### [EXERCISE TASK]
Carry on the blog post about art, politics and martyrdom, picking up right after its last sentence and keeping its voice.

So, this is the third (and hopefully final) post in a series about the complicated relationship between art, politics and martyrdom – if you haven’t checked out the first and second parts yet then definitely give them a look before reading on, as everything from here on out is pretty much a longish response to shtuff covered earlier.
Roseanne Sullivan (another one of our intrepid posters here at DT who continues to provide an extensive education in liturgical music and Quetzalcoatl sightings) deftly pointed out in a comment that the previous pieces are, frankly, somewhat a slice of Debbie-Downer as, well, they mostly just describe all the jazz that goes terribly wrong when we talk about/relate to martyrs and martyrdom generally.
Part I focused a lot on how, when politics and spirituality get too bound up in each other, the line separating them starts falling apart and suddenly we have political attacks being interpreted as an assault on a person’s religious beliefs. Take, for an example, how territorial skirmishes between Christian-or-Islamic-linked gov’ts quickly became matters of WBWJW (what borders would Jesus want?), or look at how post-Reformation European states quickly used the excuse of defending their interpretation of Christianity as a reason for killing people. Sticky-sticky indeed.

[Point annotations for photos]
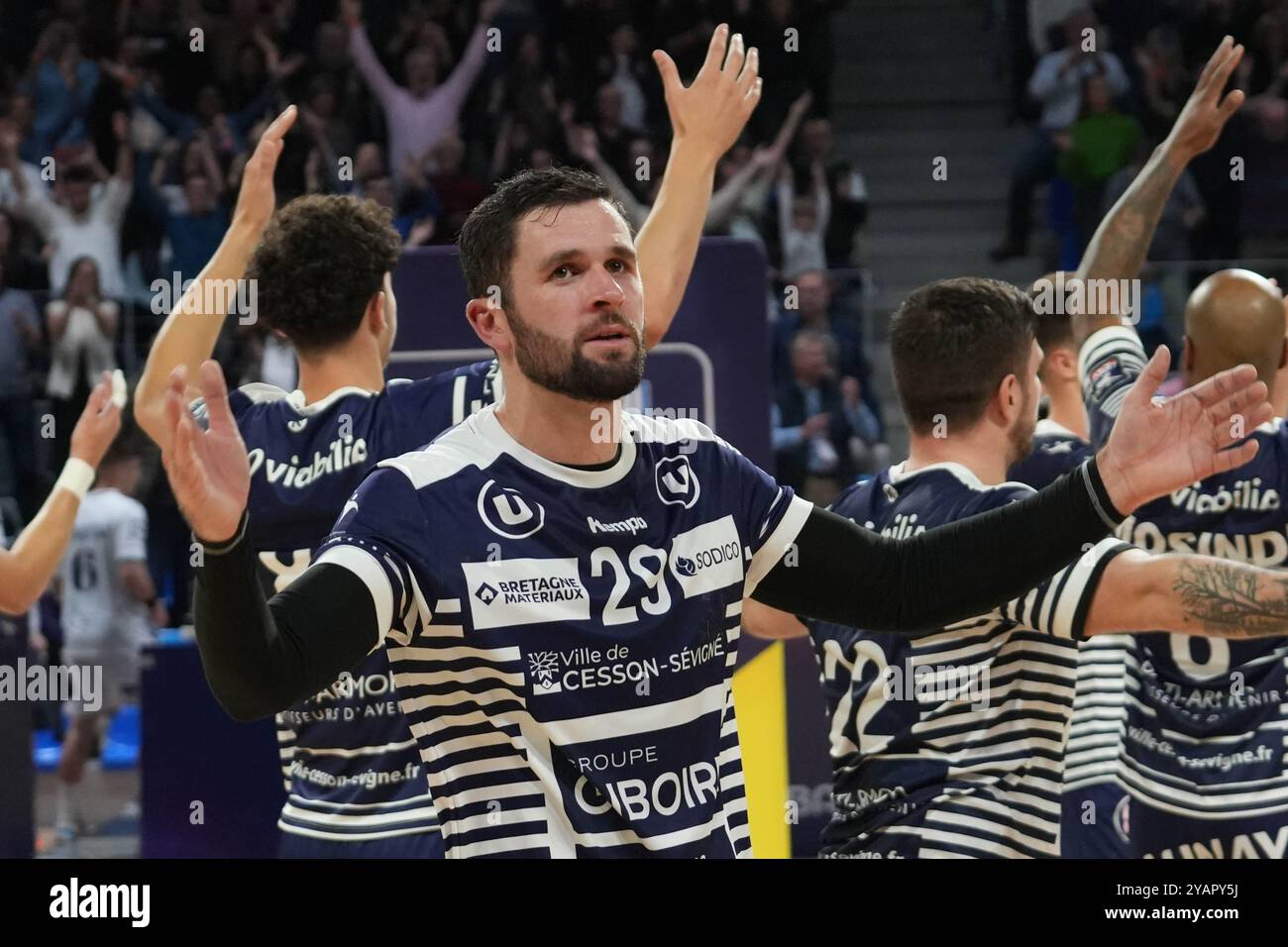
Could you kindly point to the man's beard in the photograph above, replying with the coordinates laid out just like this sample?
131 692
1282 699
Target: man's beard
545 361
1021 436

* * *

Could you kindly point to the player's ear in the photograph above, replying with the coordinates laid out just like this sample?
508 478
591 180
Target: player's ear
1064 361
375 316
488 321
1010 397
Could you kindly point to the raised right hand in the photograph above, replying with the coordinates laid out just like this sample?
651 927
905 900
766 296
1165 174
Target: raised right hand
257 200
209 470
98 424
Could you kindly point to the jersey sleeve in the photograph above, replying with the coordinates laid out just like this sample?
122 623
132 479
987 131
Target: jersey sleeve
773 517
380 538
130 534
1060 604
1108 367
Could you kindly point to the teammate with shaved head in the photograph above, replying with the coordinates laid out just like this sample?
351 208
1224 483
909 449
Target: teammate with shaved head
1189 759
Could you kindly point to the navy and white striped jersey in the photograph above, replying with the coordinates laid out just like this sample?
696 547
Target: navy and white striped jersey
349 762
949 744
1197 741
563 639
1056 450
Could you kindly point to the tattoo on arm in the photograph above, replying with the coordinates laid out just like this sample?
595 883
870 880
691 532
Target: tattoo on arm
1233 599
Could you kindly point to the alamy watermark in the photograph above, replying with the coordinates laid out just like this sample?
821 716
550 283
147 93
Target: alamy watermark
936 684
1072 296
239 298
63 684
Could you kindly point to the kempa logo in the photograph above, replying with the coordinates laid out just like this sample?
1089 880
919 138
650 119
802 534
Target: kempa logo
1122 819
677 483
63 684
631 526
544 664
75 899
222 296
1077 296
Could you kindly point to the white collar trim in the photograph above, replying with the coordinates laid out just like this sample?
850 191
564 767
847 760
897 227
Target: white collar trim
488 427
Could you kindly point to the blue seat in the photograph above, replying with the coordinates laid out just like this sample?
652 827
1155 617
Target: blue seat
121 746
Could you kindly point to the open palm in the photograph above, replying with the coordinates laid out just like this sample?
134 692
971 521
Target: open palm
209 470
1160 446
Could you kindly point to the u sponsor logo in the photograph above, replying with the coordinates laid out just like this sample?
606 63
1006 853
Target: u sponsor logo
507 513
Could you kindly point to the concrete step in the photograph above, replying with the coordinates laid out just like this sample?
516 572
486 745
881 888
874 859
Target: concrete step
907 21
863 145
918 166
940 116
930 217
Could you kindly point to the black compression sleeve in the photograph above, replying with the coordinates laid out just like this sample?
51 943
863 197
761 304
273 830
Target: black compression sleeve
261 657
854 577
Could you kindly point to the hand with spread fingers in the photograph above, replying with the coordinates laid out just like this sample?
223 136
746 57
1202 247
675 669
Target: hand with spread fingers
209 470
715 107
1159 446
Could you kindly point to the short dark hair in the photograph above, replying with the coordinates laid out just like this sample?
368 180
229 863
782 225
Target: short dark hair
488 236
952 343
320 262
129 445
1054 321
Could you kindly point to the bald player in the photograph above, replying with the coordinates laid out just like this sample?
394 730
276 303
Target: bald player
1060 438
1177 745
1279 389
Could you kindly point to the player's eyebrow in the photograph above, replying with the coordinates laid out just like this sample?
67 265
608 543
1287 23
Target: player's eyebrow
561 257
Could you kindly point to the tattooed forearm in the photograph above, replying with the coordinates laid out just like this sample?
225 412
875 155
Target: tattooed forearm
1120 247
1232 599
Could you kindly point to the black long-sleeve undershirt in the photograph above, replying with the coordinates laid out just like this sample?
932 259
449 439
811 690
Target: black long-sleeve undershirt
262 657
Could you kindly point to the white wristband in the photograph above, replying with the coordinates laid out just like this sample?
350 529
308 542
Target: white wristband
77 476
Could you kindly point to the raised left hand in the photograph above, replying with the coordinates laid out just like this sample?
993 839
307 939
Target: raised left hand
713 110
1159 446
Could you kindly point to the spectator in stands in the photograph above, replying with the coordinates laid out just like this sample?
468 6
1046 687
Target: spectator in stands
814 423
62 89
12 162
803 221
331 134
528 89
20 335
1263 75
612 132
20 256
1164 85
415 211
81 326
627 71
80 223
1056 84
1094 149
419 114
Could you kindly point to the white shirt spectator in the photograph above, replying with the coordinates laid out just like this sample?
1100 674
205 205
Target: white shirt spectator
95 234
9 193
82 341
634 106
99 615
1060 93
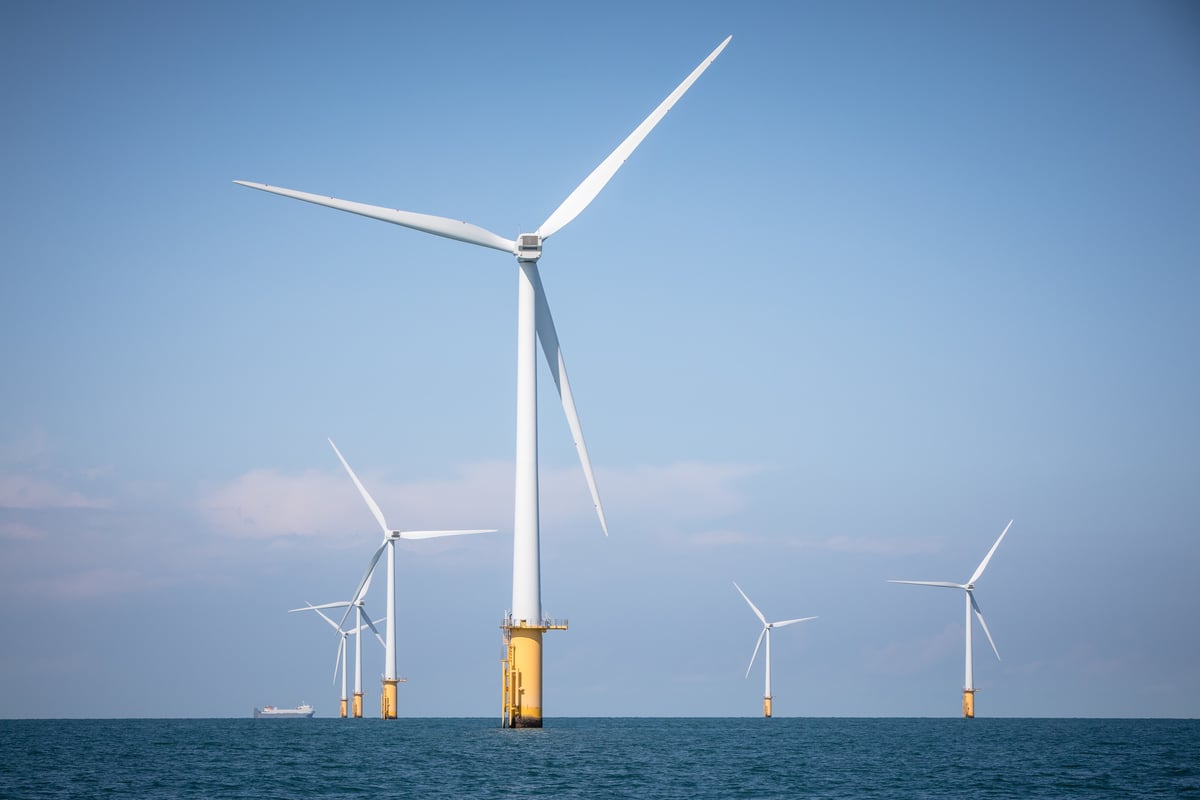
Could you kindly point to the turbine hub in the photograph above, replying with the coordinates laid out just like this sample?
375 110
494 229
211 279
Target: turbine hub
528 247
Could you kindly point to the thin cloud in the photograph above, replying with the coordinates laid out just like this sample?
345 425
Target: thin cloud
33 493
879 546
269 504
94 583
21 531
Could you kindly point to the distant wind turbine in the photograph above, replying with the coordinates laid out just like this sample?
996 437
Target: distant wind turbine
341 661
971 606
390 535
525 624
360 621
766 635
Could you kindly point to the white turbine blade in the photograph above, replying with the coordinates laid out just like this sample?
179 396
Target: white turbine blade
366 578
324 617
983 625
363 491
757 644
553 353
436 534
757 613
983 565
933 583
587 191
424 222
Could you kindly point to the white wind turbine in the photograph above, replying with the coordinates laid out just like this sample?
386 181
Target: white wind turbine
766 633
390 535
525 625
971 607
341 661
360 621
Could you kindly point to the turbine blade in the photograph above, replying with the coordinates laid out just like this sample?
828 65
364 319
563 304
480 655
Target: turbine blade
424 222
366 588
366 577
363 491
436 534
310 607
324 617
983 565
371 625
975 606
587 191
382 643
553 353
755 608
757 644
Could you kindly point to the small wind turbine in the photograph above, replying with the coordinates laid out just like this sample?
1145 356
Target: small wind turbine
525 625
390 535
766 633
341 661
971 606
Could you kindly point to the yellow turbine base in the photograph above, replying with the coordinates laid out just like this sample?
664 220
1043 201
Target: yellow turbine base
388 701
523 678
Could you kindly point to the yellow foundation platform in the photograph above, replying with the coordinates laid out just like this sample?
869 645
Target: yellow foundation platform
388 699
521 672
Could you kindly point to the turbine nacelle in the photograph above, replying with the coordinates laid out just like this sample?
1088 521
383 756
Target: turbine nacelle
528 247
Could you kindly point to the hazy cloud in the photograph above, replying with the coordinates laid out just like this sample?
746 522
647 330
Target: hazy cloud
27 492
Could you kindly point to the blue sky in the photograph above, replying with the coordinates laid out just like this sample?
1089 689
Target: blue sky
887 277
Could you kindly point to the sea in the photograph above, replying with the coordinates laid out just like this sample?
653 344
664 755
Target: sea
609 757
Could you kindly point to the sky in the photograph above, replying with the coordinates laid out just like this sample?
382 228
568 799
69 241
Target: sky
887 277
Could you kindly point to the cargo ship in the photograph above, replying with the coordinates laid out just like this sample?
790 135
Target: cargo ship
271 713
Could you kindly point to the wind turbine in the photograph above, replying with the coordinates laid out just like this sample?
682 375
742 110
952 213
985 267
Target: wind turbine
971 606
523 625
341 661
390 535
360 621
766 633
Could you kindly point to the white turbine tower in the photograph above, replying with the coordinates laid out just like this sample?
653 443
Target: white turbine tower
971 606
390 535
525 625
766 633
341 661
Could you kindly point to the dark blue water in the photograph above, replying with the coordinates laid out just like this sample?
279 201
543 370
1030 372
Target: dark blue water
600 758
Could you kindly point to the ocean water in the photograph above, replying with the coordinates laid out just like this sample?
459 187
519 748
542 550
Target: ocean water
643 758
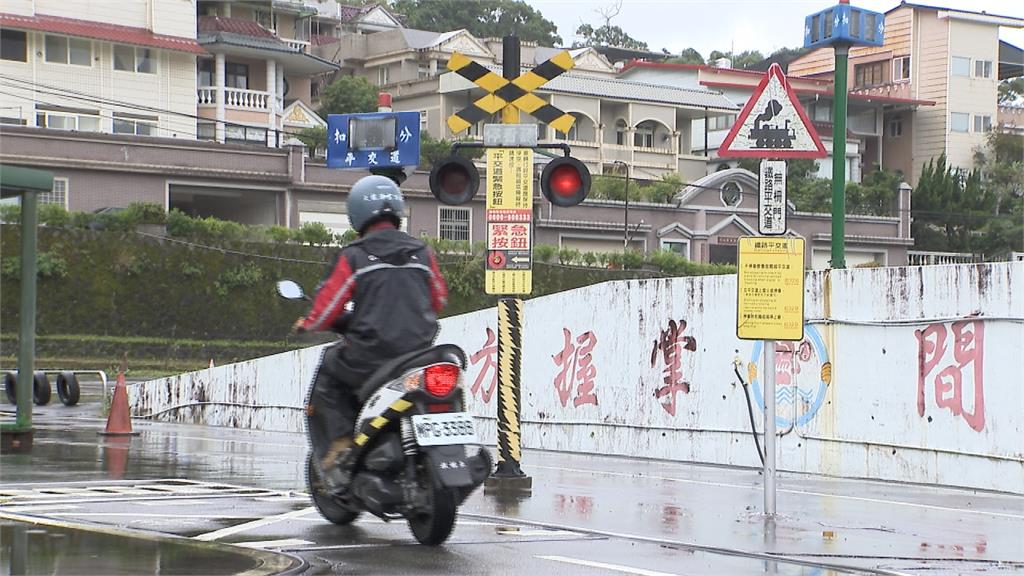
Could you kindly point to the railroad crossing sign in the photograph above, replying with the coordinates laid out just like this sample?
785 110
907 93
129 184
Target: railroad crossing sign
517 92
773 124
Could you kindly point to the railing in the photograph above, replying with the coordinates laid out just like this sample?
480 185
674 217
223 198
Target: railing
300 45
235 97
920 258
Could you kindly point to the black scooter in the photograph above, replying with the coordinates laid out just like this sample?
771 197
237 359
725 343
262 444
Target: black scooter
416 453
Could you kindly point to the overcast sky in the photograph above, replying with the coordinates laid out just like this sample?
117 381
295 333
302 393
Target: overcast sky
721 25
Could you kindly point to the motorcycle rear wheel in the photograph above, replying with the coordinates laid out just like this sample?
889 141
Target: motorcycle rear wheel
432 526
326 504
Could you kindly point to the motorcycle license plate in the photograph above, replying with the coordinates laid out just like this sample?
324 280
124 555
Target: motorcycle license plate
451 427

### [RESPONSE FOR THIS EXERCISE]
Part II zoomed in more on the personal implications of martyrdom (including how martyrdom’s used by particular interest groups), which usually comes down to the loss of the martyr’s personality. As in martyrs, after their death, are often whitewashed, idealized, rinsed of complication and set up on pedestals – in a word: dehumanized. This happens in spite of best intentions and can lead to over-simplifying the actions that led up to their death in the first place; in the end, nuanced situations and histories are painted as black-and-white scenarios, and the whole thing only goes on to exacerbate conflict and entrench culture war.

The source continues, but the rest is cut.